Datensätze zur Punktannotation
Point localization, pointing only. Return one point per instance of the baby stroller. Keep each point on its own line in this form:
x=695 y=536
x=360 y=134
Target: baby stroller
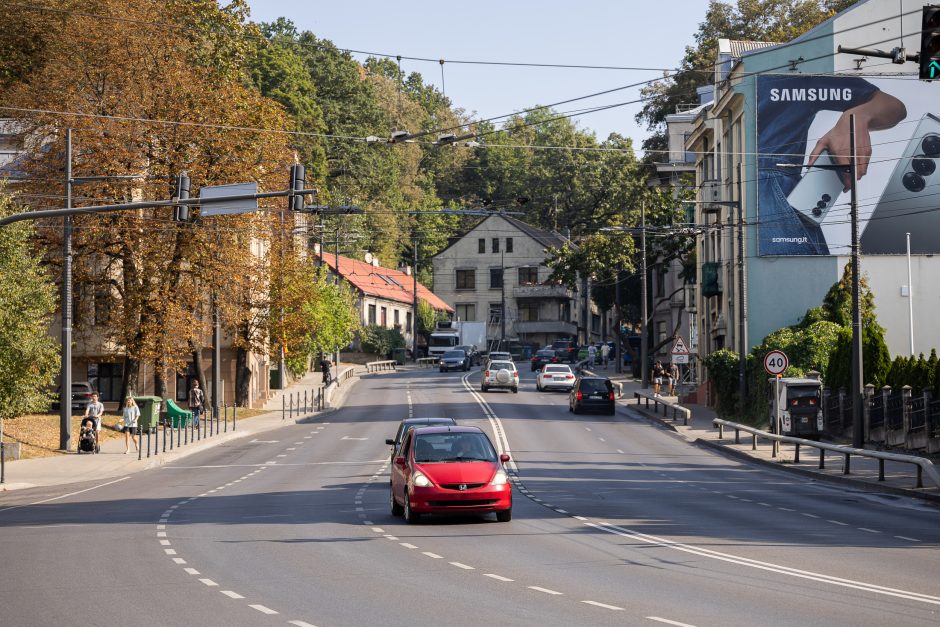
x=88 y=438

■ Gestellte Aufgabe ■
Zitiere das gesamte Material oben Zeile für Zeile wortgetreu. Lass dabei die Bilder weg.

■ Antwort zur Übung ■
Point localization, pointing only. Return one point per instance of the baby stroller. Keep each point on its own line in this form:
x=695 y=536
x=360 y=134
Target: baby stroller
x=88 y=438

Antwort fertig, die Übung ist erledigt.